:: Exercise material ::

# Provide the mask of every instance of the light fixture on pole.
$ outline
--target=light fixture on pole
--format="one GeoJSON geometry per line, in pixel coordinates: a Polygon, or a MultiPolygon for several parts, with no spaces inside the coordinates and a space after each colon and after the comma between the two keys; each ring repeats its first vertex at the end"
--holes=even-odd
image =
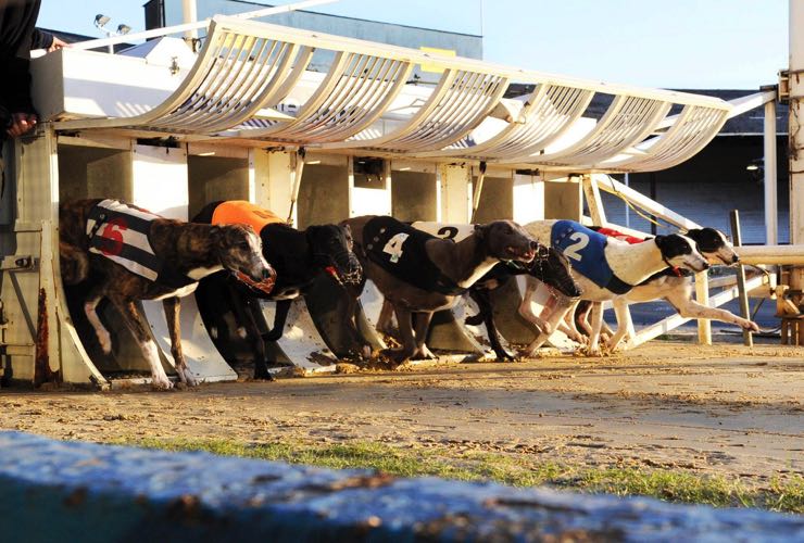
{"type": "MultiPolygon", "coordinates": [[[[95,27],[105,34],[106,38],[111,38],[113,36],[123,36],[131,31],[131,27],[126,24],[117,25],[117,30],[109,30],[105,28],[105,26],[109,24],[110,21],[112,21],[112,17],[102,13],[98,13],[95,16],[95,27]]],[[[114,54],[114,46],[109,46],[109,53],[114,54]]]]}

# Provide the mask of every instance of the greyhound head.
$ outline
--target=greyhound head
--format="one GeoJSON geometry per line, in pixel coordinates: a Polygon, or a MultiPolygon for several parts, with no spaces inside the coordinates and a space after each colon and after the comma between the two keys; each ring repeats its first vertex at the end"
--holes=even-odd
{"type": "Polygon", "coordinates": [[[528,273],[531,276],[554,287],[565,296],[578,298],[582,290],[573,279],[569,269],[569,261],[564,253],[541,243],[539,243],[533,262],[528,265],[528,273]]]}
{"type": "Polygon", "coordinates": [[[475,227],[475,235],[485,243],[489,256],[501,261],[529,263],[539,243],[513,220],[494,220],[475,227]]]}
{"type": "Polygon", "coordinates": [[[340,285],[360,285],[363,267],[352,252],[354,241],[349,225],[311,226],[306,229],[316,266],[324,268],[340,285]]]}
{"type": "Polygon", "coordinates": [[[662,258],[670,267],[683,267],[693,272],[703,272],[709,267],[706,257],[702,255],[687,236],[670,233],[653,238],[656,247],[662,251],[662,258]]]}
{"type": "Polygon", "coordinates": [[[225,269],[252,287],[271,291],[276,272],[265,261],[262,240],[250,226],[213,226],[210,236],[212,250],[225,269]]]}
{"type": "Polygon", "coordinates": [[[734,252],[734,245],[726,238],[726,235],[715,228],[694,228],[684,236],[698,243],[701,254],[706,256],[709,264],[725,264],[730,266],[740,262],[740,256],[734,252]]]}

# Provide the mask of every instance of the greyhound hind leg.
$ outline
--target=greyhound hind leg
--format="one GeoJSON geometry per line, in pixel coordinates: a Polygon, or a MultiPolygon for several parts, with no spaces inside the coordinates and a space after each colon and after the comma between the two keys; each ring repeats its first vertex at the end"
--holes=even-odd
{"type": "Polygon", "coordinates": [[[162,301],[162,307],[165,311],[165,319],[167,320],[167,331],[171,334],[171,354],[173,355],[173,362],[176,365],[176,372],[178,374],[179,380],[188,387],[194,387],[198,384],[198,380],[187,367],[187,361],[185,359],[185,353],[181,351],[181,330],[179,312],[181,310],[180,299],[166,298],[162,301]]]}
{"type": "Polygon", "coordinates": [[[103,323],[101,323],[96,311],[100,301],[105,296],[105,282],[97,285],[92,290],[90,290],[87,300],[84,302],[84,313],[86,313],[89,324],[95,328],[95,333],[98,336],[98,342],[101,345],[103,354],[111,354],[112,337],[109,334],[109,330],[103,326],[103,323]]]}
{"type": "Polygon", "coordinates": [[[140,314],[137,305],[131,301],[111,298],[112,303],[117,307],[123,317],[126,327],[131,330],[137,343],[142,351],[142,356],[148,361],[151,367],[151,381],[155,389],[167,390],[173,388],[173,383],[167,378],[165,369],[162,367],[162,361],[159,357],[156,342],[150,334],[148,321],[140,314]]]}
{"type": "Polygon", "coordinates": [[[414,332],[416,334],[416,353],[413,355],[414,358],[429,361],[437,357],[429,349],[427,349],[427,345],[425,344],[425,341],[427,340],[427,331],[430,329],[431,320],[431,312],[416,313],[414,315],[414,332]]]}

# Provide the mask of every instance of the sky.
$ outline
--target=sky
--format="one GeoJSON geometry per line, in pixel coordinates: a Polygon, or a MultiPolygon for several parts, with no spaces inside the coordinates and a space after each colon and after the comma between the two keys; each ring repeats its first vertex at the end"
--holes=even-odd
{"type": "MultiPolygon", "coordinates": [[[[42,0],[38,24],[101,37],[103,13],[137,31],[143,3],[42,0]]],[[[340,0],[313,11],[482,34],[490,62],[645,87],[755,89],[788,64],[788,0],[340,0]]]]}

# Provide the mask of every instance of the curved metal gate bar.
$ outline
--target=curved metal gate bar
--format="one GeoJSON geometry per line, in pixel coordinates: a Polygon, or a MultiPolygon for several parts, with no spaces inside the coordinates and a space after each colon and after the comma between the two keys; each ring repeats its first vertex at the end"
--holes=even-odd
{"type": "MultiPolygon", "coordinates": [[[[601,164],[603,169],[640,172],[673,167],[696,154],[720,130],[728,112],[687,105],[676,123],[663,135],[637,146],[630,154],[636,157],[601,164]],[[648,148],[645,151],[643,148],[648,148]]],[[[628,153],[628,152],[627,152],[628,153]]]]}
{"type": "MultiPolygon", "coordinates": [[[[615,97],[605,115],[580,141],[569,148],[544,154],[538,159],[520,157],[511,162],[538,162],[545,166],[582,168],[596,161],[619,154],[623,150],[642,141],[655,128],[673,106],[669,102],[615,97]]],[[[507,161],[506,161],[507,162],[507,161]]]]}
{"type": "Polygon", "coordinates": [[[525,167],[636,172],[690,157],[730,110],[711,97],[557,77],[216,16],[196,65],[162,104],[131,117],[58,123],[56,129],[125,127],[525,167]],[[299,88],[314,51],[334,55],[328,73],[312,96],[302,92],[310,98],[296,116],[279,113],[275,108],[299,88]],[[402,126],[377,137],[375,123],[398,104],[414,66],[425,63],[442,71],[439,85],[402,126]],[[473,141],[470,132],[501,105],[511,81],[536,88],[517,118],[473,141]],[[576,125],[595,92],[615,97],[596,126],[568,148],[544,154],[576,125]],[[678,105],[682,114],[668,117],[678,105]],[[665,134],[650,138],[668,124],[665,134]]]}
{"type": "Polygon", "coordinates": [[[341,141],[374,123],[399,96],[413,64],[389,58],[338,53],[318,90],[294,121],[239,137],[323,143],[341,141]]]}
{"type": "Polygon", "coordinates": [[[505,156],[530,156],[540,152],[578,121],[594,92],[561,85],[537,86],[519,118],[488,140],[475,146],[450,147],[443,151],[417,153],[418,156],[460,156],[491,161],[505,156]]]}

:::

• _Exercise_
Copy the records word for word, leaving no picture in the copy.

• _Expected answer_
# Provide the mask of every instance of the light fixture on pole.
$ outline
--target=light fixture on pole
--format="one GeoJSON geometry per line, in pixel coordinates: a Polygon, or a MultiPolygon for several parts, with no spaces inside the coordinates and a space after each colon and after the comma between the two keys; each ring repeats its first vertex at the end"
--holes=even-odd
image =
{"type": "MultiPolygon", "coordinates": [[[[95,27],[105,34],[106,38],[111,38],[113,36],[123,36],[131,31],[131,27],[126,24],[117,25],[117,30],[109,30],[105,28],[105,26],[109,24],[110,21],[112,21],[112,17],[102,13],[98,13],[95,16],[95,27]]],[[[114,54],[114,46],[109,46],[109,53],[114,54]]]]}

# Provide the mask of every instance of the greyhound head.
$ outline
--target=greyhound head
--format="one GeoJSON geometry per line, in pixel coordinates: a Polygon, or a MultiPolygon for several parts, with no spaces inside the coordinates and a space after each colon and after the comma between the two keys; each ring repeats its first vertex at the end"
--holes=even-odd
{"type": "Polygon", "coordinates": [[[528,273],[531,276],[554,287],[565,296],[578,298],[582,290],[573,279],[569,269],[569,261],[564,253],[541,243],[539,243],[533,262],[528,265],[528,273]]]}
{"type": "Polygon", "coordinates": [[[475,227],[475,235],[485,243],[489,256],[501,261],[529,263],[539,243],[513,220],[494,220],[475,227]]]}
{"type": "Polygon", "coordinates": [[[340,285],[360,285],[363,267],[352,252],[354,241],[349,225],[311,226],[306,229],[316,266],[324,268],[340,285]]]}
{"type": "Polygon", "coordinates": [[[662,258],[670,267],[683,267],[693,272],[703,272],[709,267],[706,257],[702,255],[687,236],[670,233],[653,238],[656,247],[662,251],[662,258]]]}
{"type": "Polygon", "coordinates": [[[225,269],[252,287],[271,291],[276,272],[265,261],[262,240],[250,226],[213,226],[210,236],[212,250],[225,269]]]}
{"type": "Polygon", "coordinates": [[[734,252],[734,245],[726,238],[726,235],[715,228],[694,228],[684,236],[698,243],[701,254],[706,256],[709,264],[725,264],[730,266],[740,262],[740,256],[734,252]]]}

# Provide the mask of every instance of the greyhound hind leg.
$ outline
--target=greyhound hind leg
--format="one GeoJSON geometry per line, in pixel coordinates: a Polygon, or a MultiPolygon for several parts, with no spaces inside the coordinates and a space after each colon and after the comma between the two keys; each ring repeats its first vertex at the end"
--holes=even-odd
{"type": "Polygon", "coordinates": [[[162,301],[162,307],[165,311],[165,319],[167,320],[167,331],[171,334],[171,354],[173,355],[173,362],[176,365],[176,372],[178,374],[179,380],[188,387],[194,387],[198,384],[198,380],[187,367],[187,361],[185,359],[185,353],[181,351],[181,330],[179,312],[181,310],[180,299],[166,298],[162,301]]]}
{"type": "Polygon", "coordinates": [[[103,323],[101,323],[96,311],[100,301],[105,296],[105,282],[97,285],[92,290],[90,290],[87,300],[84,302],[84,313],[86,313],[89,324],[95,328],[95,333],[98,336],[98,342],[101,345],[103,354],[111,354],[112,337],[109,334],[109,330],[103,326],[103,323]]]}
{"type": "Polygon", "coordinates": [[[140,314],[137,305],[131,301],[111,298],[112,303],[117,307],[123,317],[126,327],[131,330],[137,343],[142,351],[142,356],[148,361],[151,367],[151,381],[155,389],[167,390],[173,388],[173,383],[167,378],[165,369],[162,367],[162,361],[159,357],[156,342],[150,334],[148,321],[140,314]]]}
{"type": "Polygon", "coordinates": [[[414,332],[416,334],[416,353],[413,355],[414,358],[429,361],[437,357],[429,349],[427,349],[427,345],[425,344],[425,341],[427,340],[427,331],[430,329],[431,320],[431,312],[416,313],[414,315],[414,332]]]}

# Provide the mask of every instance of the sky.
$ outline
--target=sky
--format="one GeoJSON geometry per line, in pixel coordinates: a Polygon, or a MultiPolygon for several parts, with no spaces inside the coordinates and a space after each colon and after the comma between the two keys; each ring repeats its first vertex at the end"
--holes=even-odd
{"type": "MultiPolygon", "coordinates": [[[[42,0],[38,24],[101,37],[103,13],[137,31],[143,3],[42,0]]],[[[340,0],[313,11],[482,34],[490,62],[645,87],[755,89],[788,64],[788,0],[340,0]]]]}

# Provide the mask of every instance of the curved metal gate bar.
$ outline
--target=curved metal gate bar
--format="one GeoJSON geometry per line, in pixel coordinates: a Polygon, or a MultiPolygon for several parts, with no spaces inside the coordinates and a space after each colon and after the comma between the two keys; each ring repeats its first vertex at the end"
--holes=even-odd
{"type": "MultiPolygon", "coordinates": [[[[601,164],[603,169],[640,172],[673,167],[696,154],[720,130],[728,112],[687,105],[676,123],[663,135],[637,146],[630,154],[636,157],[601,164]],[[648,148],[645,151],[643,148],[648,148]]],[[[628,153],[628,152],[627,152],[628,153]]]]}
{"type": "MultiPolygon", "coordinates": [[[[615,97],[605,115],[580,141],[569,148],[544,154],[538,159],[520,157],[511,162],[538,162],[545,166],[582,168],[596,161],[619,154],[623,150],[642,141],[655,128],[673,106],[669,102],[615,97]]],[[[507,161],[506,161],[507,162],[507,161]]]]}
{"type": "Polygon", "coordinates": [[[525,167],[636,172],[690,157],[730,110],[711,97],[557,77],[216,16],[196,65],[162,104],[131,117],[58,123],[56,129],[125,127],[525,167]],[[299,88],[314,51],[334,55],[328,73],[312,96],[302,92],[310,98],[296,116],[279,113],[275,108],[299,88]],[[402,126],[377,137],[375,123],[398,104],[414,66],[425,63],[442,71],[439,85],[402,126]],[[473,141],[470,132],[501,105],[511,81],[536,88],[517,118],[473,141]],[[576,125],[595,92],[615,97],[596,126],[568,148],[544,154],[576,125]],[[678,105],[682,114],[668,117],[678,105]],[[665,134],[650,138],[668,124],[665,134]]]}
{"type": "Polygon", "coordinates": [[[341,141],[374,123],[399,96],[413,64],[389,58],[338,53],[318,90],[294,121],[239,137],[323,143],[341,141]]]}
{"type": "Polygon", "coordinates": [[[505,156],[530,156],[540,152],[578,121],[594,92],[561,85],[537,86],[519,118],[488,140],[475,146],[450,147],[443,151],[417,153],[418,156],[460,156],[491,161],[505,156]]]}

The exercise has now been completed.